§ **WHAT TO WORK ON**
Please collect every line of the data below that contains the word "dark" and copy each of those lines out in full.

═════ DATASET

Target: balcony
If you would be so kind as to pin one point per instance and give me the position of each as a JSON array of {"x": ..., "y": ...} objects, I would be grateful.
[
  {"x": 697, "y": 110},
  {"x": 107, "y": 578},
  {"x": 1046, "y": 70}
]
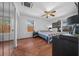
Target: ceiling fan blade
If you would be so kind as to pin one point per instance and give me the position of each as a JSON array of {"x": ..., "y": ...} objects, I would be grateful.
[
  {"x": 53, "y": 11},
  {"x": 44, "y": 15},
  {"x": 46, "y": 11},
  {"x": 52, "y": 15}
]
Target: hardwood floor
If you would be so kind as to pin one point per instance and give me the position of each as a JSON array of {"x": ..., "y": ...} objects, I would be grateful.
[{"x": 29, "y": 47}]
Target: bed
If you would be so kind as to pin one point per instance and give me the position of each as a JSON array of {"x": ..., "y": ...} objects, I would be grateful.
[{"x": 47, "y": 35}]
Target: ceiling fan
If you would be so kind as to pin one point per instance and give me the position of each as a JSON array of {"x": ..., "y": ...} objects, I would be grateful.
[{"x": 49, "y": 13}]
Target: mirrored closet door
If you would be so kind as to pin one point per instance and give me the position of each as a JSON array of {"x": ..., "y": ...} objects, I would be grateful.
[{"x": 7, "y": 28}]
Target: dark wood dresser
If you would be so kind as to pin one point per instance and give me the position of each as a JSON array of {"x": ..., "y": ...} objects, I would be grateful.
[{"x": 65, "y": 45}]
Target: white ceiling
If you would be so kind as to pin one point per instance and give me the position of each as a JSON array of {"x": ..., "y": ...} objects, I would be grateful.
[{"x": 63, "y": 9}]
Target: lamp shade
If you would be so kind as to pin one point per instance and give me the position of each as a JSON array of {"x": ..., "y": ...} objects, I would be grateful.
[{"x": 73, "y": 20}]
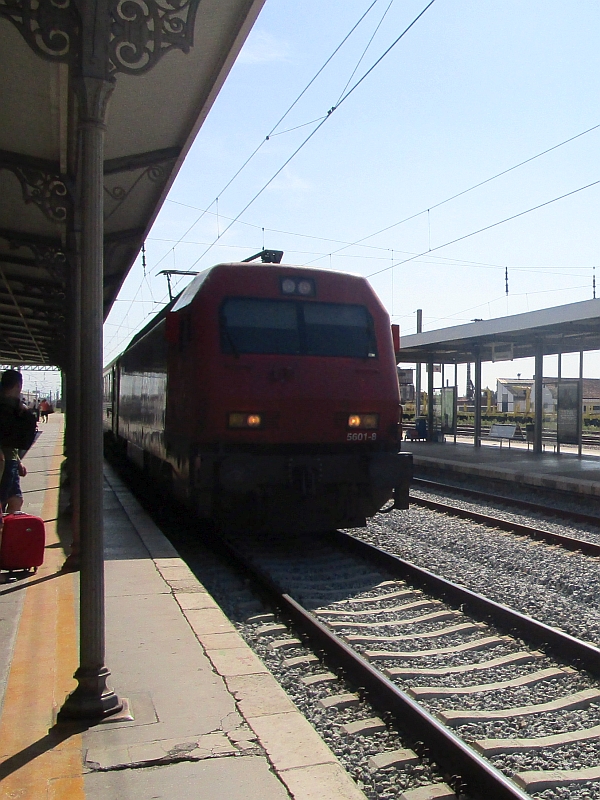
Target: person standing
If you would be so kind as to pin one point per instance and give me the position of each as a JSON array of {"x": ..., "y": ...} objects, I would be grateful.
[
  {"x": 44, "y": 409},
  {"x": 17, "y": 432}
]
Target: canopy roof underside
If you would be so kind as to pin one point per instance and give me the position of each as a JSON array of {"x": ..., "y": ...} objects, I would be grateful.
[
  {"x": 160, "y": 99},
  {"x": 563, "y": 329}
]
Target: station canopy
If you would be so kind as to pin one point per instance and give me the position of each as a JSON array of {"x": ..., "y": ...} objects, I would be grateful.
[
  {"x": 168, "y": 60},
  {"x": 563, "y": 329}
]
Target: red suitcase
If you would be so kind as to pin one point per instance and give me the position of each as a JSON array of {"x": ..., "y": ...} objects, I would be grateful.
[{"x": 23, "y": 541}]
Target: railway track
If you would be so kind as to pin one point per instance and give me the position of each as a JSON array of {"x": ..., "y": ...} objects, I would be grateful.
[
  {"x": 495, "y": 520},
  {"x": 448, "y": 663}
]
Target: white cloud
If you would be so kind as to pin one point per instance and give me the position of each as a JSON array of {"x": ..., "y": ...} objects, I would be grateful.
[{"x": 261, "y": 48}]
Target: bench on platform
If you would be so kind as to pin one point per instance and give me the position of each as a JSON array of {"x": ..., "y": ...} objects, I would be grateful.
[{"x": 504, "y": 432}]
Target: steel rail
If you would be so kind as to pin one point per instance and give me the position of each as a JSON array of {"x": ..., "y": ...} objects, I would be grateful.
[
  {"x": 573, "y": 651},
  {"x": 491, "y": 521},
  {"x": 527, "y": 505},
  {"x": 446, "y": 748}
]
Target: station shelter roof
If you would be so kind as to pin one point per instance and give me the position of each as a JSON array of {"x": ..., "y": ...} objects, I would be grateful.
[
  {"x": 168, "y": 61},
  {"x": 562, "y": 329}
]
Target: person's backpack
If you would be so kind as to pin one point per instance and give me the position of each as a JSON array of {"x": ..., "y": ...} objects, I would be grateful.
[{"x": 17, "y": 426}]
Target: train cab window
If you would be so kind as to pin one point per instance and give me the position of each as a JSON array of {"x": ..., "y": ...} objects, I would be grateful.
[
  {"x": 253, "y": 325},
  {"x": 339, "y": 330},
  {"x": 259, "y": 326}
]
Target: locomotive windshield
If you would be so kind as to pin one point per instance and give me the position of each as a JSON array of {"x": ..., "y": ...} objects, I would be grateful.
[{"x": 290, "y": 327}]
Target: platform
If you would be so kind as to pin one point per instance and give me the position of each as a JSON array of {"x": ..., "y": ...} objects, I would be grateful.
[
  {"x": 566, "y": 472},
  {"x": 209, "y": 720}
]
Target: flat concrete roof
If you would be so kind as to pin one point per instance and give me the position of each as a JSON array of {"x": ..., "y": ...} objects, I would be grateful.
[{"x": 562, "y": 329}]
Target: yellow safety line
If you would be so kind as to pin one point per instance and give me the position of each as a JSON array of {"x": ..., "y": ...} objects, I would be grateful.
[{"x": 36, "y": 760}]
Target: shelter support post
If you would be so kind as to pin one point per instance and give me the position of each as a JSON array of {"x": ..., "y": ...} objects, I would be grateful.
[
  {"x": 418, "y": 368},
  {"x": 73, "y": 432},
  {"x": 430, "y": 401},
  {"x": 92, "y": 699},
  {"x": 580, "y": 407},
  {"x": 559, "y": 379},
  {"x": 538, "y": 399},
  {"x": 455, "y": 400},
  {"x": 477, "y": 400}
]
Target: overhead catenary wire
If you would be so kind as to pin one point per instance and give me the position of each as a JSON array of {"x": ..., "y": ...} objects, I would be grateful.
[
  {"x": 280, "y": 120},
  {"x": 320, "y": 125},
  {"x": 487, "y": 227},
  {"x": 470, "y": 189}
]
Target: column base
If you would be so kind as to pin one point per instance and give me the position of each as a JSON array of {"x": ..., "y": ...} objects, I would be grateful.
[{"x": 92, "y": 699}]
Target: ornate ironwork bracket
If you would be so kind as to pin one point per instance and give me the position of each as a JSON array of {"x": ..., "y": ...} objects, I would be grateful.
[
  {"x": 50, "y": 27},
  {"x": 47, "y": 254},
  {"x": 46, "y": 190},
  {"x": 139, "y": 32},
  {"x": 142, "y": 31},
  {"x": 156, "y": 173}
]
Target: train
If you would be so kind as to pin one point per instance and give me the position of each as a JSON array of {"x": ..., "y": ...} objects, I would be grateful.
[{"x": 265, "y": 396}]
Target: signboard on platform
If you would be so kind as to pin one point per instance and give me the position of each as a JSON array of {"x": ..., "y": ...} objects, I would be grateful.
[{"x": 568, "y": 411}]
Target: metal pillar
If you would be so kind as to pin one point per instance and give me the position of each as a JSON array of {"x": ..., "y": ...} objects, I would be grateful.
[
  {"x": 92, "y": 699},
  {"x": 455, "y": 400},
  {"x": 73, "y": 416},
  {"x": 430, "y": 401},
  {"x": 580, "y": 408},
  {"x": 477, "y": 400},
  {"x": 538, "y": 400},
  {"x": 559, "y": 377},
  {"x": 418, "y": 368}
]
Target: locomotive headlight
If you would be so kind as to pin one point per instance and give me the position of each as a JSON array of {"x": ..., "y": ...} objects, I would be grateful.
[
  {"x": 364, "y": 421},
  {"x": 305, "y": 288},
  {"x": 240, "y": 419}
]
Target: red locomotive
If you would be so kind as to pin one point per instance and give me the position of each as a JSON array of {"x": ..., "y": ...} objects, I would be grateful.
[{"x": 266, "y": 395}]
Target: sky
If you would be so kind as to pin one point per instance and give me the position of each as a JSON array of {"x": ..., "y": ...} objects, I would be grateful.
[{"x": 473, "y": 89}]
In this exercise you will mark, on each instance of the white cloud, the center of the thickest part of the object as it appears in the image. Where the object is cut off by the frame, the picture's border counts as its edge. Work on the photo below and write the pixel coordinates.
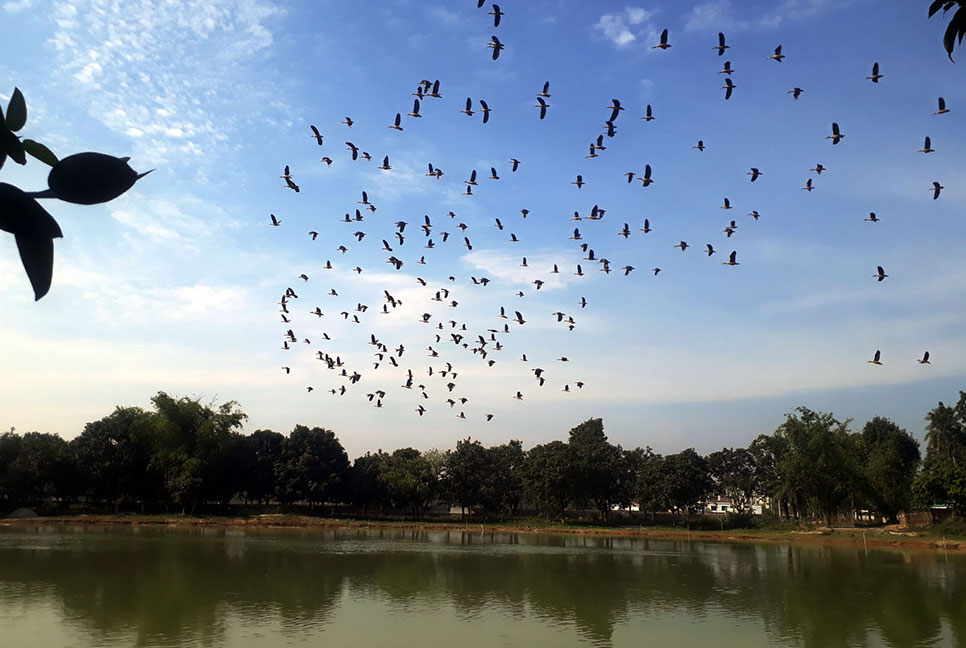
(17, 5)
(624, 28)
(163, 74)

══════════
═════ DATASET

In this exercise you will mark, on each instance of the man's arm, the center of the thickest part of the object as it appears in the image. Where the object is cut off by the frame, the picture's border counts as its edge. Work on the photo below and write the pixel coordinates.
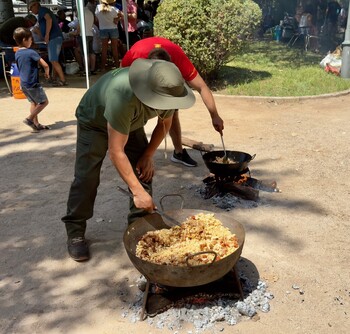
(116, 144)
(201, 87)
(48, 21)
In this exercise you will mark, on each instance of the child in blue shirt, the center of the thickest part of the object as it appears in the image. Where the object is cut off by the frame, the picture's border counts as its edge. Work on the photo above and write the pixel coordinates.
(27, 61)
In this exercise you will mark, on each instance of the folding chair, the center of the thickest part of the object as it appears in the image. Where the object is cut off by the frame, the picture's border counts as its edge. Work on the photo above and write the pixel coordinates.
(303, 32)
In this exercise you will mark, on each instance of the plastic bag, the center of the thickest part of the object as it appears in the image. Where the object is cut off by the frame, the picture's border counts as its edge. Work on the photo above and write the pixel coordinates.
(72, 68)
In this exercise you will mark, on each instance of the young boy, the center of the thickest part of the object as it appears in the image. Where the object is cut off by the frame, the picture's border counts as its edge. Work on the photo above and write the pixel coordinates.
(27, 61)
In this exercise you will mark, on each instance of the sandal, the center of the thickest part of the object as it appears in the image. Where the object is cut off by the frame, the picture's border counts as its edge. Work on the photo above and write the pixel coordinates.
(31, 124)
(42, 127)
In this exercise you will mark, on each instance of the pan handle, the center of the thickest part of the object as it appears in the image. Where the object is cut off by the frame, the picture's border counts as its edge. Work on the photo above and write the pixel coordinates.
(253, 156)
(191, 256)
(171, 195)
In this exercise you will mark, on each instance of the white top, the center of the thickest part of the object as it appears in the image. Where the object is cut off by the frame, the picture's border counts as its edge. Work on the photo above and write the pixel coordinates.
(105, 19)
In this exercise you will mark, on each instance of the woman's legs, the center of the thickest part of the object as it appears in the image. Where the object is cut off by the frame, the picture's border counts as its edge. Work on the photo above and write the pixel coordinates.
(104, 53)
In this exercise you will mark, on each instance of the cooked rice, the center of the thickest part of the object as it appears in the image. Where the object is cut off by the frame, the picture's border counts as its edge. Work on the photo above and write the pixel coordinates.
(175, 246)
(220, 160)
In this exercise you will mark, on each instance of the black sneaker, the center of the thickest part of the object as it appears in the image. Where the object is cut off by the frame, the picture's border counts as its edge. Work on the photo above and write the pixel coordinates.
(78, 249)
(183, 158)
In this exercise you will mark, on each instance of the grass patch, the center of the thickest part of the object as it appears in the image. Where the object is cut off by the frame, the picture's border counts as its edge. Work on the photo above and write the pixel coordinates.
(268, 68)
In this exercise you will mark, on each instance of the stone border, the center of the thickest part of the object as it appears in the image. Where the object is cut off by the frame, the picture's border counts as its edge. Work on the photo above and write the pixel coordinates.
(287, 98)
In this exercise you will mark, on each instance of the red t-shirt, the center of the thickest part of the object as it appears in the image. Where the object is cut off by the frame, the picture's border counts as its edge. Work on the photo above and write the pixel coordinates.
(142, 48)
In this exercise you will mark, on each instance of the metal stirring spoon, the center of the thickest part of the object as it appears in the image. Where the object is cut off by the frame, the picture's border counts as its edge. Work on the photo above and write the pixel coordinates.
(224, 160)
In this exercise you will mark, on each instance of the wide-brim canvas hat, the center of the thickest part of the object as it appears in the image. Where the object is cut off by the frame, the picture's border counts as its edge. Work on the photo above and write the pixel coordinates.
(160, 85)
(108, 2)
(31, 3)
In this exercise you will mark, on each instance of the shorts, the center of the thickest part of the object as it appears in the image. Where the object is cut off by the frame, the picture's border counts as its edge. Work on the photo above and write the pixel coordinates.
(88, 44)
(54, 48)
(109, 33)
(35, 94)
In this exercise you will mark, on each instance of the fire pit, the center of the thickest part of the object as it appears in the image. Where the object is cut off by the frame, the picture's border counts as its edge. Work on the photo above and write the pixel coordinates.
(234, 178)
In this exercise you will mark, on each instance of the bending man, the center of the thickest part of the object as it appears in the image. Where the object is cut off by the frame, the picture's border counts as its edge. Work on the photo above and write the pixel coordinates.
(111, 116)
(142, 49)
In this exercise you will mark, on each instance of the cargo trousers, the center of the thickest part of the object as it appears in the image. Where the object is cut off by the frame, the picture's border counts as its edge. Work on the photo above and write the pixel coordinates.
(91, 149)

══════════
═════ DATASET

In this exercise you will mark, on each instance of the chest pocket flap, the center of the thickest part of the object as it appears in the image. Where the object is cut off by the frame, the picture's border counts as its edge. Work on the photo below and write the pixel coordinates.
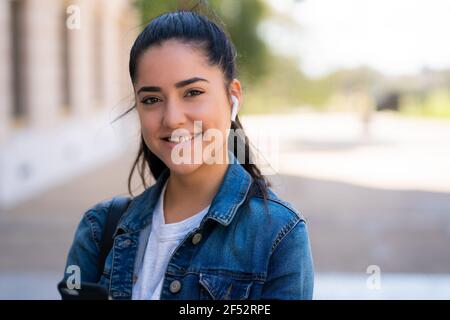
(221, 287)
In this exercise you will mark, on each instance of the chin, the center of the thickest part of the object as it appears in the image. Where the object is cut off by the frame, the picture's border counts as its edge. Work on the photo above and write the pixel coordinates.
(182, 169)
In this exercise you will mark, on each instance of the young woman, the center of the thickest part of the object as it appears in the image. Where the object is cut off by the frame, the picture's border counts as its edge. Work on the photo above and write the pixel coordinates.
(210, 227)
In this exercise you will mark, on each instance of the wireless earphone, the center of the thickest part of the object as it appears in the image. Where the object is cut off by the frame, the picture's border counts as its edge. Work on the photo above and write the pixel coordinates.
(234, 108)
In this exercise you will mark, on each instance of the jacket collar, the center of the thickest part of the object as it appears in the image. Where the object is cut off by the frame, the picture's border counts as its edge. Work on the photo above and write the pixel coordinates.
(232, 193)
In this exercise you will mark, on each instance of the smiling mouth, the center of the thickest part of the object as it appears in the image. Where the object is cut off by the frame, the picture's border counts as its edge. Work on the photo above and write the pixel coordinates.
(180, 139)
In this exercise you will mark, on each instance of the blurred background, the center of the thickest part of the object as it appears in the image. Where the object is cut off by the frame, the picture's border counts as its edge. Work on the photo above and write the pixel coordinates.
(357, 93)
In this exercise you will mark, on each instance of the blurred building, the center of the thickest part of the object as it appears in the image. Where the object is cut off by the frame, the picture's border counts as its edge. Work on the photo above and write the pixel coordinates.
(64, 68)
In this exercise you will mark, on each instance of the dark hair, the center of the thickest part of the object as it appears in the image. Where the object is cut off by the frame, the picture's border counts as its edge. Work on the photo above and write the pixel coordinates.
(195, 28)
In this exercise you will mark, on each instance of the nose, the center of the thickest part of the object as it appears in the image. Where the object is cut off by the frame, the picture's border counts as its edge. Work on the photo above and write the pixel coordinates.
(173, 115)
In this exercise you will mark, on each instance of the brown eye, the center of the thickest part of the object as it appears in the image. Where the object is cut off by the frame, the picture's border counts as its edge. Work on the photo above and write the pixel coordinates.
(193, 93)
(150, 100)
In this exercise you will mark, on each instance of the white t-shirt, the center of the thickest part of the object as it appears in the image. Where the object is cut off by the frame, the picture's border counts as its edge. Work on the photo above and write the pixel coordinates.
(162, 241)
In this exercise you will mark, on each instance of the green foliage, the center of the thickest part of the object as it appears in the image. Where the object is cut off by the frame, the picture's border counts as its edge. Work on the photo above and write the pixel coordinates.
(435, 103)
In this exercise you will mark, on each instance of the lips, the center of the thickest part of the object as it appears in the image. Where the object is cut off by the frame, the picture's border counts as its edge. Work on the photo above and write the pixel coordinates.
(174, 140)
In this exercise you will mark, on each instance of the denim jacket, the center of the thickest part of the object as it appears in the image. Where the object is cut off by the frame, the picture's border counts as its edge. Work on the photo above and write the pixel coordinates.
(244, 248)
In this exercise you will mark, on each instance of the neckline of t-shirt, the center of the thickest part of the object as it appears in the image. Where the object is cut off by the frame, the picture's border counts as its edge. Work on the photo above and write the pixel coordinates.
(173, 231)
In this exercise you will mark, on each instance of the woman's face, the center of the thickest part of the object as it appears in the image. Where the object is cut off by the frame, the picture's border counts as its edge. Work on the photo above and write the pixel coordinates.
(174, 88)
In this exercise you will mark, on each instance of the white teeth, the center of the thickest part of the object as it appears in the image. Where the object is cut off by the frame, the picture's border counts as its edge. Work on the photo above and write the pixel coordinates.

══════════

§ **SOLUTION TO THIS EXERCISE**
Target: dark wood dresser
In this exercise you will mark, on each instance of the dark hair, the center of the thickest part of the object as it appears in the image. Where the object is cut off by the frame, the picture's border counts as its edge. Work on the photo above and write the pixel coordinates.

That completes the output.